■ Problem to solve ■
Filter the listing below for the word "striped": which lines contain it? Copy each of those lines in full.

■ Material shown ■
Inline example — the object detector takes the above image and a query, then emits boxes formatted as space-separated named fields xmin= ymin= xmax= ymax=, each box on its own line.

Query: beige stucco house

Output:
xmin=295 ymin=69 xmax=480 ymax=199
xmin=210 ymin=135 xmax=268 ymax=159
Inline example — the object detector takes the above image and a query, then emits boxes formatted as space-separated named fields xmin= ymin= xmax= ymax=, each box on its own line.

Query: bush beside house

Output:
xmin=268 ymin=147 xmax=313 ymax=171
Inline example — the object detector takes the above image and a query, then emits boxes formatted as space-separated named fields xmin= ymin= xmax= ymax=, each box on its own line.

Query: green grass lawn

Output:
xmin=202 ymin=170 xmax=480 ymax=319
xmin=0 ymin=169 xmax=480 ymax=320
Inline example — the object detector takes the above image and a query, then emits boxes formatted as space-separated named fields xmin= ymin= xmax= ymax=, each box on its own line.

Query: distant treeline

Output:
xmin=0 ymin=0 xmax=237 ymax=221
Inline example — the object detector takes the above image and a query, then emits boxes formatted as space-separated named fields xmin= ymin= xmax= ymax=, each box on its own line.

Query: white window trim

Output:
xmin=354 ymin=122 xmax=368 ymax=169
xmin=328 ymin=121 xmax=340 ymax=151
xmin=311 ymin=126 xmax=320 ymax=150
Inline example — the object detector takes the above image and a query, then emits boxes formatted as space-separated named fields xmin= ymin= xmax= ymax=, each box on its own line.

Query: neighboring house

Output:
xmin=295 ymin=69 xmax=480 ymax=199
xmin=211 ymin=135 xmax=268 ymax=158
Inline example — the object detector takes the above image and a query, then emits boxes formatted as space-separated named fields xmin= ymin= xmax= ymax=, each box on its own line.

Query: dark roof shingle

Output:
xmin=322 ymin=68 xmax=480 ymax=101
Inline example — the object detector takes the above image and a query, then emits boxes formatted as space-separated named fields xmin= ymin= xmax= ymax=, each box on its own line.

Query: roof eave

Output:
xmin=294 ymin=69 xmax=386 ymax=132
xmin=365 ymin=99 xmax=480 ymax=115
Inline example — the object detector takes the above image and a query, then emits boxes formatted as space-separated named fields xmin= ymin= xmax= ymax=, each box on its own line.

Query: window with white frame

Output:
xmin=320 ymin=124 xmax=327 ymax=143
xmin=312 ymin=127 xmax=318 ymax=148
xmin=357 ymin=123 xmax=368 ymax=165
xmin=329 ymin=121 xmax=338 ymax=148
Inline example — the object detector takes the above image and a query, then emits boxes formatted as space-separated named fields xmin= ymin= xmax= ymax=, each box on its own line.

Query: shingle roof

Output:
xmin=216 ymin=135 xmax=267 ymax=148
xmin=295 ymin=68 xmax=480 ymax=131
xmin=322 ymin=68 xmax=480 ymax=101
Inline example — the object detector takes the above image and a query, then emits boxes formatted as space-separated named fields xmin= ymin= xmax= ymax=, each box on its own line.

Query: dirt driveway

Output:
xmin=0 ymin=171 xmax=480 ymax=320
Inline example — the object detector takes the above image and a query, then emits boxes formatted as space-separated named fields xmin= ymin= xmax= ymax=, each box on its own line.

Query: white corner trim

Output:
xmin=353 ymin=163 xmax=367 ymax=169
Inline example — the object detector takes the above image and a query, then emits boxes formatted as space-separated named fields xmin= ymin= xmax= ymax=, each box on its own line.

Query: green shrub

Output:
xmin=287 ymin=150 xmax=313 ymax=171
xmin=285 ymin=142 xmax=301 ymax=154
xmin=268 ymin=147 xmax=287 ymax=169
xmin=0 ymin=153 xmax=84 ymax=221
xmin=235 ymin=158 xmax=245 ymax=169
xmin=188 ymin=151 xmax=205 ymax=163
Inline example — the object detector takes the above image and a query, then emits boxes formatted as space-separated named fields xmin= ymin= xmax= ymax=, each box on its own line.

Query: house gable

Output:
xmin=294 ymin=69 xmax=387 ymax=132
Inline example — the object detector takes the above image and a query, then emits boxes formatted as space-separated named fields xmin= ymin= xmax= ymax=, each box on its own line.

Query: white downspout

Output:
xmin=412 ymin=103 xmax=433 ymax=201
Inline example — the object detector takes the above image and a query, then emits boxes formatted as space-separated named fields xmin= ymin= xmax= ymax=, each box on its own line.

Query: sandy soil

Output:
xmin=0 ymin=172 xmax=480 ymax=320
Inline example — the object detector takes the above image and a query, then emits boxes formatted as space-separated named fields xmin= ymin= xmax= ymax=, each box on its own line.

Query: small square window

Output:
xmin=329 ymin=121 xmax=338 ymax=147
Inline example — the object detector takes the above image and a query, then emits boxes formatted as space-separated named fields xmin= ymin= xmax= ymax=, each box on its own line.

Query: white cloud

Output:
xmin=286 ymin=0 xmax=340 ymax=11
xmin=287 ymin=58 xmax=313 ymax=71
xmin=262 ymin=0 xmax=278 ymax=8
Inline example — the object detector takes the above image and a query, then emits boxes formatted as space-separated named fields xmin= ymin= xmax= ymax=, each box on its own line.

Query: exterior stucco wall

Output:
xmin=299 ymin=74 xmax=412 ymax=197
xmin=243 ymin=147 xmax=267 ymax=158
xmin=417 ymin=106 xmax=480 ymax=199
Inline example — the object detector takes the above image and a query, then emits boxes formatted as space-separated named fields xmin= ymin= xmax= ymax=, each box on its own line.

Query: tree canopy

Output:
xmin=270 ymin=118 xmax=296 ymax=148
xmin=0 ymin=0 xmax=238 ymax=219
--
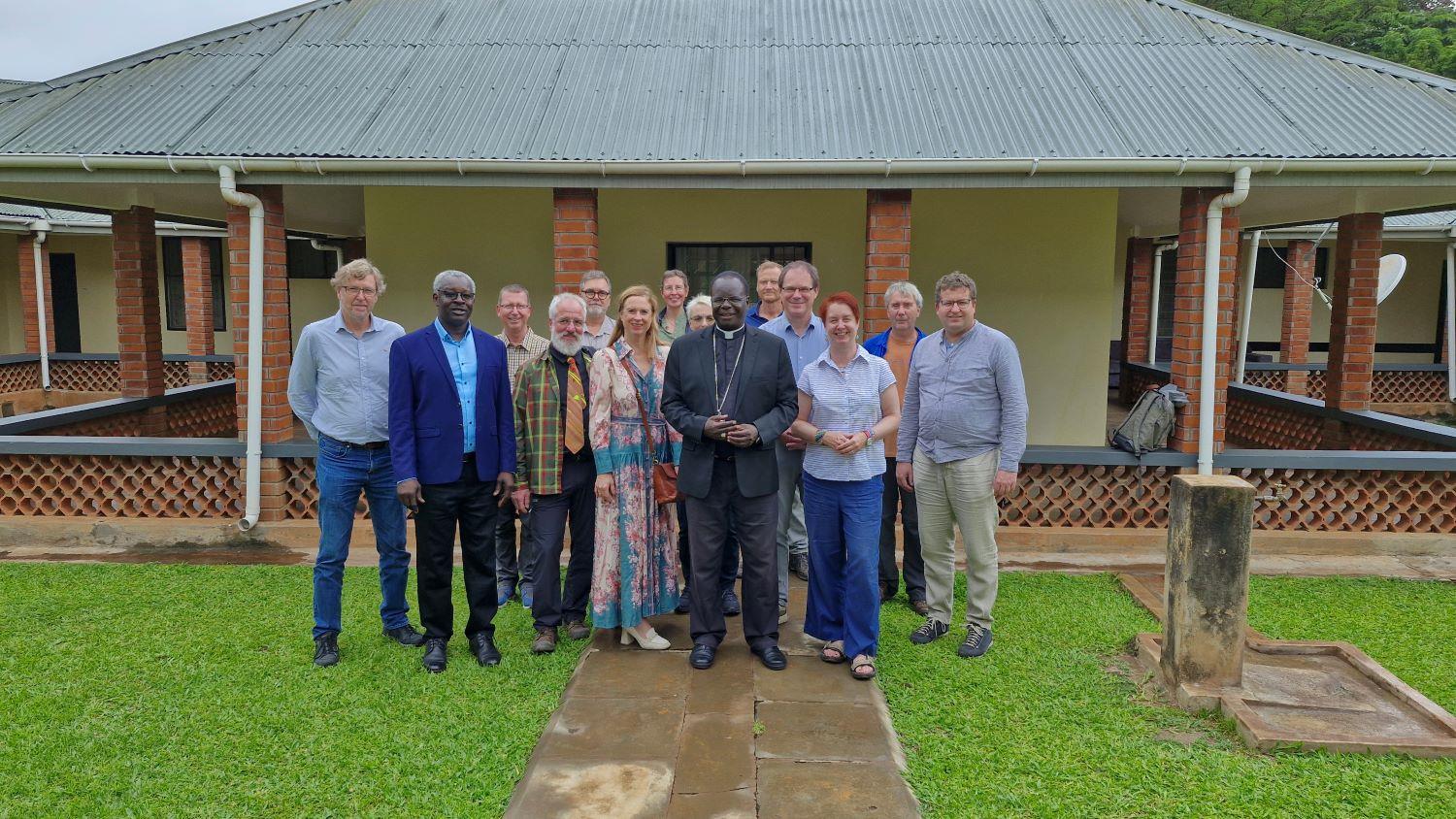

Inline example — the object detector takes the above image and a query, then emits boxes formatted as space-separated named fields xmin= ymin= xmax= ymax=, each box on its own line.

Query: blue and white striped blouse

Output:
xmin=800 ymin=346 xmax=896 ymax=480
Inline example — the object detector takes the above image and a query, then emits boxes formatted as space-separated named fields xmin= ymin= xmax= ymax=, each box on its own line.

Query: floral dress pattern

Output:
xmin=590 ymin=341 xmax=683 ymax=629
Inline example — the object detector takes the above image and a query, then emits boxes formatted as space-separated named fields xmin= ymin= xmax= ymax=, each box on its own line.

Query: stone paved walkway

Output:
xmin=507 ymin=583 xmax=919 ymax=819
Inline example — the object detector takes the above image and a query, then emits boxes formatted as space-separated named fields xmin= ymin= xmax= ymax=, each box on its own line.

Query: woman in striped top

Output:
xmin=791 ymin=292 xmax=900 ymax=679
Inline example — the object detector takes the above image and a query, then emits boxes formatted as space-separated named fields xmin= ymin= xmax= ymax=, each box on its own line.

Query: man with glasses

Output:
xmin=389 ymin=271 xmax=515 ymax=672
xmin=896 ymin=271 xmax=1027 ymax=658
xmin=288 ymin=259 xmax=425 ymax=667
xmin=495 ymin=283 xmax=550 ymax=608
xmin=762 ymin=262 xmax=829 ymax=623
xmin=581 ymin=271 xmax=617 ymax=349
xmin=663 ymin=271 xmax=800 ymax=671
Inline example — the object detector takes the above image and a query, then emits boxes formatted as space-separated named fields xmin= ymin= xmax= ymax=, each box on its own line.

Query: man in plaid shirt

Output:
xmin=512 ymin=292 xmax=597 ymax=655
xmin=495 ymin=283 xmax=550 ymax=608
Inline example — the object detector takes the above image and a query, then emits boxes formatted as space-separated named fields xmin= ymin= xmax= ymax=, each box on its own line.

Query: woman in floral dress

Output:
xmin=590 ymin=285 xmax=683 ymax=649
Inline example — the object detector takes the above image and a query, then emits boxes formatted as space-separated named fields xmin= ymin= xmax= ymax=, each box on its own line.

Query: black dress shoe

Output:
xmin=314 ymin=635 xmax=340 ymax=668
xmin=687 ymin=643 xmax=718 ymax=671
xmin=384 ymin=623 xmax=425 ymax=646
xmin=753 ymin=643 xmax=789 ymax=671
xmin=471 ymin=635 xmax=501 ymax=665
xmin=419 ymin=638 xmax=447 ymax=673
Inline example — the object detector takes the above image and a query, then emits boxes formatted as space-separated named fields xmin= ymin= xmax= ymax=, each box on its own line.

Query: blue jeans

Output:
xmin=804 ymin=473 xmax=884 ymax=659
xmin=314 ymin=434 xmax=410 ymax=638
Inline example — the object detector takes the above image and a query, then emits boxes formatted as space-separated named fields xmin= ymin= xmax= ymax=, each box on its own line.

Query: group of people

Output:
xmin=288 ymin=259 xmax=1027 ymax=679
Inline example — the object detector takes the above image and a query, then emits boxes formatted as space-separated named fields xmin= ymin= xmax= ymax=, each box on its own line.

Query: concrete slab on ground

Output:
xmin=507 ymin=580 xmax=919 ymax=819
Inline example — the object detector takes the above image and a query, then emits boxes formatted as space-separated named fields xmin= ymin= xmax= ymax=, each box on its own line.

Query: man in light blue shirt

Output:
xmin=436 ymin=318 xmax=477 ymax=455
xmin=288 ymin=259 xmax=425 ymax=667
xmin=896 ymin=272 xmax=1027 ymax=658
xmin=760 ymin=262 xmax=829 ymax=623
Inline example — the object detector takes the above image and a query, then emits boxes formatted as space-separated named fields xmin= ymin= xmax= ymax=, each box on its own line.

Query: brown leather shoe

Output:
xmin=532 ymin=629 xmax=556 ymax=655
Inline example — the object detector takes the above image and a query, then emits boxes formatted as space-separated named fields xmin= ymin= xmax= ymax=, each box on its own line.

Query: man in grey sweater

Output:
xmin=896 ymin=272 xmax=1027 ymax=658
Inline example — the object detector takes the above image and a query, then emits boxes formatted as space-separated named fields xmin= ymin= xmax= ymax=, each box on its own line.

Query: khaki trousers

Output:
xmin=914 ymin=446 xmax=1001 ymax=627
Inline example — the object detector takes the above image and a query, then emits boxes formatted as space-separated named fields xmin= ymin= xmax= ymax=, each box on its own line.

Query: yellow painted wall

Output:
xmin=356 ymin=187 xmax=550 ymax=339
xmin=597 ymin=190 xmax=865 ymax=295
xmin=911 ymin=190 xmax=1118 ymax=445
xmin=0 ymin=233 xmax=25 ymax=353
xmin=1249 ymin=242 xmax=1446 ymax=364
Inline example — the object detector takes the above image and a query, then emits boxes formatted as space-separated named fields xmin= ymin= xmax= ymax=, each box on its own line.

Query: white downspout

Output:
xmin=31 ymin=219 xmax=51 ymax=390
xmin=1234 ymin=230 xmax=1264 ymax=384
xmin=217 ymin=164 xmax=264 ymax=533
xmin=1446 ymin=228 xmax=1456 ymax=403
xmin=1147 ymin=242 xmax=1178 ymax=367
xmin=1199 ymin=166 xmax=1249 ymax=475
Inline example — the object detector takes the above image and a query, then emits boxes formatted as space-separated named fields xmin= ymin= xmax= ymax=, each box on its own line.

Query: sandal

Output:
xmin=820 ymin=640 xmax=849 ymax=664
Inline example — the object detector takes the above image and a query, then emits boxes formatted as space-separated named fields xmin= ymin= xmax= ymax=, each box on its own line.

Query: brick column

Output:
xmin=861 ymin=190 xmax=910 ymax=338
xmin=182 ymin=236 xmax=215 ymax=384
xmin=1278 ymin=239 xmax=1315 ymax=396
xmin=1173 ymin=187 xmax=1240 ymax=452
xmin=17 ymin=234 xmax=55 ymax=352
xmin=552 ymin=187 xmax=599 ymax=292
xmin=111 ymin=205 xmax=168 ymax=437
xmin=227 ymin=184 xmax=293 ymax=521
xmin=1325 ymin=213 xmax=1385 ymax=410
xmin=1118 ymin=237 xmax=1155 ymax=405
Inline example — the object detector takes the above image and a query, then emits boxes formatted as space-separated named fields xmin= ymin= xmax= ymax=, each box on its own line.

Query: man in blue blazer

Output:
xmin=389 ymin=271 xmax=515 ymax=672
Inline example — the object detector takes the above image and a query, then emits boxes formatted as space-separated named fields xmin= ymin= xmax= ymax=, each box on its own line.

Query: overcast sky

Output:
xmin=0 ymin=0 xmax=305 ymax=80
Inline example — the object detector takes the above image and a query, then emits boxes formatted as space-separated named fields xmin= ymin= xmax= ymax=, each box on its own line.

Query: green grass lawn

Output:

■ Result ■
Query: blue and white striped blouse
Query: woman in striped top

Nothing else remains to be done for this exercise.